§ **Material for this exercise**:
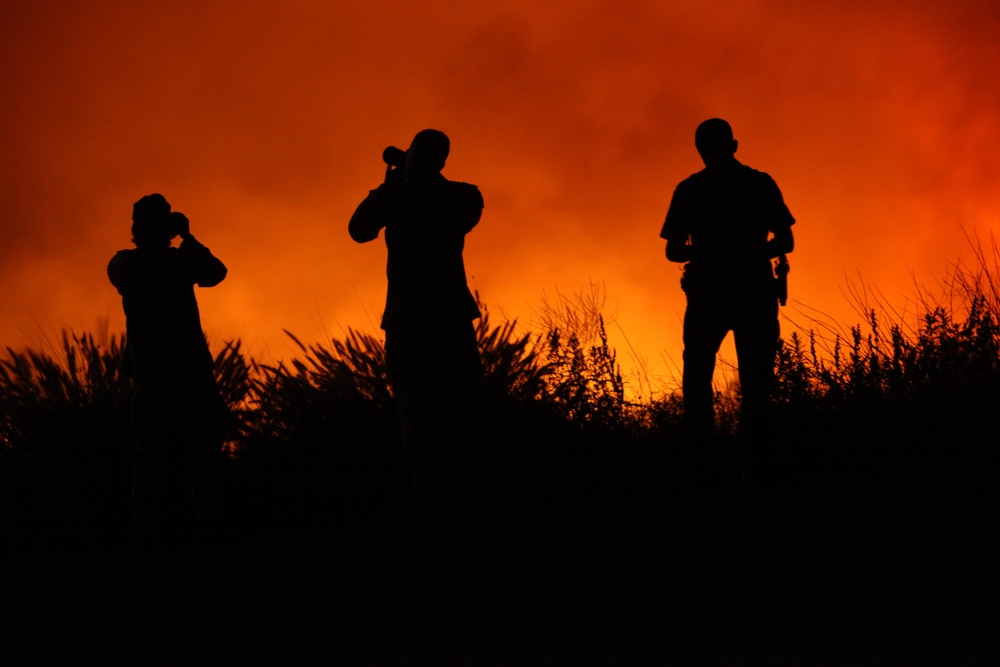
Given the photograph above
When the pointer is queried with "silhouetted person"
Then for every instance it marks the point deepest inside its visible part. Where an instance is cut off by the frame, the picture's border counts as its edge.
(178, 415)
(433, 356)
(727, 222)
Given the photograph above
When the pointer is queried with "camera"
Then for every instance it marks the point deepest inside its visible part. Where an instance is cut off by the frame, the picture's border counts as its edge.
(177, 224)
(394, 157)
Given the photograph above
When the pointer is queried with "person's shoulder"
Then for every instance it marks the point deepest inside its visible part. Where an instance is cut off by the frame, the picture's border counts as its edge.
(467, 192)
(757, 174)
(122, 256)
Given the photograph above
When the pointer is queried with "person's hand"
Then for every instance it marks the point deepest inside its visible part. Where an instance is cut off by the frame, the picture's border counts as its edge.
(181, 225)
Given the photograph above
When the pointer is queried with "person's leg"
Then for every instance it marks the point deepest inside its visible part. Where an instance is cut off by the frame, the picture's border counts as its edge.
(704, 331)
(756, 336)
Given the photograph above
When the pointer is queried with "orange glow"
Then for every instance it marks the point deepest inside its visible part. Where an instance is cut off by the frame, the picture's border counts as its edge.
(880, 122)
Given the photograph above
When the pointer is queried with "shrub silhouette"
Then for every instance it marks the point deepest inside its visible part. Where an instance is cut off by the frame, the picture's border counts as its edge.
(899, 405)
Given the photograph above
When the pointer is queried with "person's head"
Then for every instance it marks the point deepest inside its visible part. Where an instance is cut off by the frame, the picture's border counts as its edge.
(151, 221)
(427, 153)
(714, 141)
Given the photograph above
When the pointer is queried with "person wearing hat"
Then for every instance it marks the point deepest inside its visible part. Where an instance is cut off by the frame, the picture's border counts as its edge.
(178, 415)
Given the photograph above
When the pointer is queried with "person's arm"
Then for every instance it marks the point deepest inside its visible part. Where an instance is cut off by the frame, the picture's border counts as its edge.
(782, 242)
(205, 269)
(370, 216)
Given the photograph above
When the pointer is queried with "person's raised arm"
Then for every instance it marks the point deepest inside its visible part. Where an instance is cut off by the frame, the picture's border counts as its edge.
(206, 270)
(782, 242)
(370, 216)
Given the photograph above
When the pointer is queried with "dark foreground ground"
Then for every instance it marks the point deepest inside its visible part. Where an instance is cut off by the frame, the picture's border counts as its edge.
(654, 580)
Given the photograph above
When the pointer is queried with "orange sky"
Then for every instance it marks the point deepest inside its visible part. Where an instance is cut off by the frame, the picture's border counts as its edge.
(264, 123)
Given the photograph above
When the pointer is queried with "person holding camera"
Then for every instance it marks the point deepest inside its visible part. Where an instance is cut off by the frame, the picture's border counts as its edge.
(178, 415)
(727, 222)
(432, 354)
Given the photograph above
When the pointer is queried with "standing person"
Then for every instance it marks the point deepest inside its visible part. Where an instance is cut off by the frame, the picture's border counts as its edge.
(432, 354)
(178, 415)
(727, 222)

§ **Task item**:
Repeat the data above word for word, without pictures.

§ **Solution to this exercise**:
Given the photograph above
When the pointer is queried with "silhouetted person"
Then for every instance it marks the point deepest inside its visible part. Where an instance is cut off by the frame, the picture's border counts as its edge.
(178, 415)
(433, 356)
(727, 222)
Given the photograph above
When the pointer is queried with "camera"
Then for every instance it marks the point deepest inside its visible part. Where an instance is cut off by the frame, the picture's border counts as its edge.
(177, 224)
(394, 157)
Given the photograph above
When the pointer is queried with "person's shoulder"
Then for every instance it marks the point deepest inside its visible part. Where an instance is cut off by the frame, the picture's border counts as its edge.
(467, 192)
(757, 174)
(122, 256)
Given the photograph above
When the pointer is queried with "person's hand"
Then for every instance it marks the point deepest inside its visible part. Where an instance is cut off by the frame, the picture's border counts as its edge.
(181, 225)
Given the photograph above
When the pointer is queried with "person's leg"
Then for every instance it marks the point deepest inside its visible part. Where an instance is cut off by the frame, the picture's border counts as its edge.
(704, 331)
(756, 336)
Given the photograph above
When the pointer is queried with "orange glow"
Then for every instance it marks the point deepest inside its visible part. Where an instance is cut off by the frame, the picture's border counts as its edge.
(880, 122)
Given the photograph above
When the pointer is queried with "shrub silhouette"
Then for every instance it marks the point deepest inside its visible part. Where an instance is cut off by the frame, the picture's border counts as its edge.
(899, 405)
Given the photograph above
When the pointer is queried with "person's head"
Then for every instance it marks the point deepest inside its visible part. Where an instance is cut off by the frame, the picture's border counts as its edge.
(151, 221)
(427, 153)
(714, 141)
Given the photograph above
When the pointer is queried with "person wearing hat"
Then for every instance it marks the point deepest inside its visible part. Where an instance is cut off by the frame, the picture's border counts as its edge.
(178, 415)
Given the photograph above
When the pointer is queried with "person's arm"
Then for every instance it marks the point deepest inside its visible part. Where an instance is cut off by the frame, the picture's border counts as its edge.
(782, 242)
(205, 269)
(370, 216)
Given the photograph above
When the pointer is queried with "person's raised arm"
Then for every instance it marks the point deepest inside its visible part. Where an instance is cut off by the frame, the picture's border counts as its edge.
(206, 270)
(782, 242)
(370, 216)
Given the photograph above
When the pointer is queried with "dark foreground ground"
Then for every instance it marks the point deepest inside its visible part. Where an instance is cut off by the frame, the picture's border counts as its edge.
(654, 580)
Given the photograph above
When the pointer is queried with "orange sky"
Then for every instance it marks the point deepest inside its visible part. Where an instance is cut off by the frame, the picture's border counts as its edge.
(264, 123)
Given the photograph above
When the pointer is queried with "person holding camera"
Then for every instance it marks the point deepest inside its visible part. Where an instance is cut off by the frame, the picture's border counts as its edge.
(178, 415)
(727, 222)
(432, 354)
Given the photograph above
When the pointer is queried with "standing person"
Then for every instance it marks the point deepest inside its visible part. Where an instance is cut off by the frame, the picture's border counts as its edge.
(432, 354)
(178, 415)
(727, 222)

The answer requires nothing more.